- [DIRECTIONS]: Reproduce the listing below line for line, leaving out the pictures.

- [INFORMATION PROVIDED]:
* * * * *
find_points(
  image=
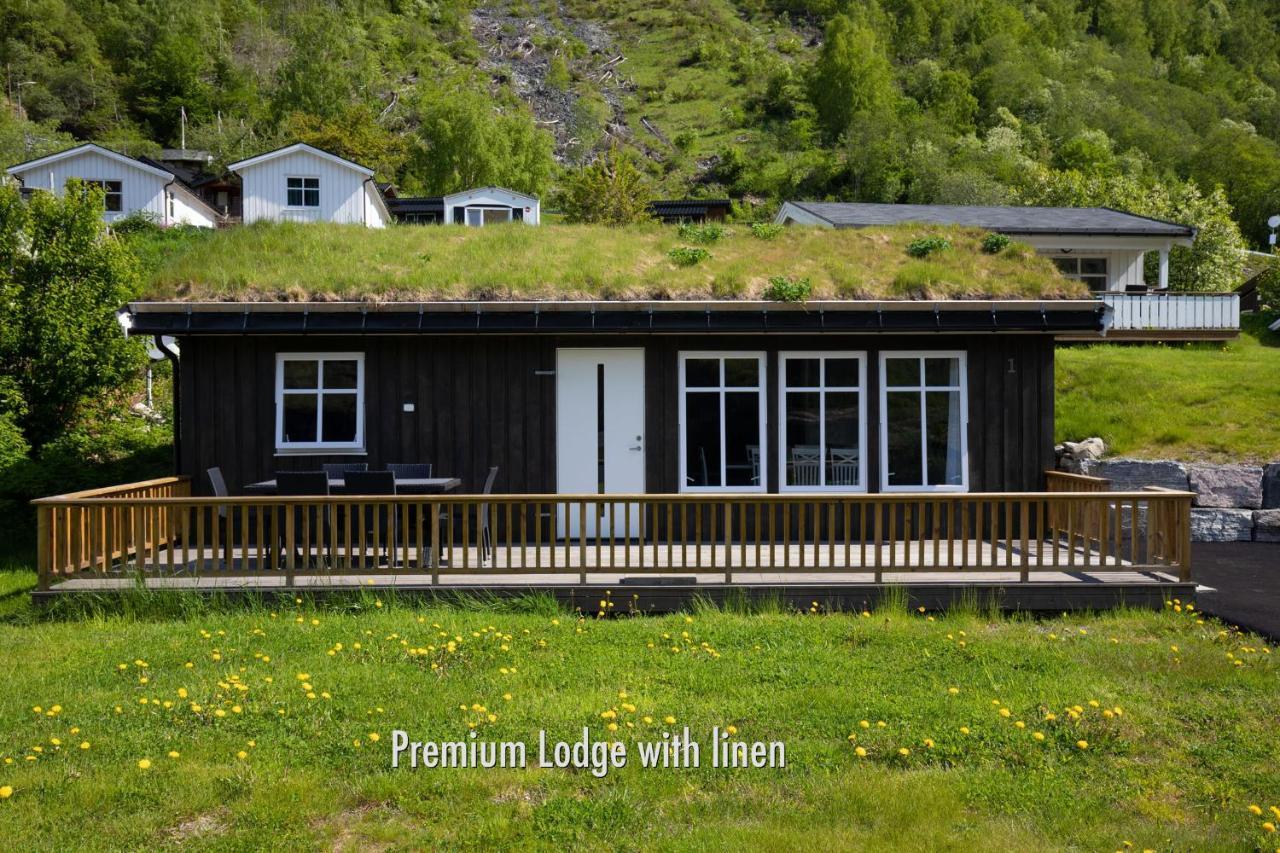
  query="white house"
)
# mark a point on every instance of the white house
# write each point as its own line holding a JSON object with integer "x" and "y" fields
* * * * *
- [EXERCISE SOLUTION]:
find_points(
  image=
  query="white house"
)
# mark a point on every instance of the white house
# write each point as its own line holding a JSON object with integer "x" and "y" fields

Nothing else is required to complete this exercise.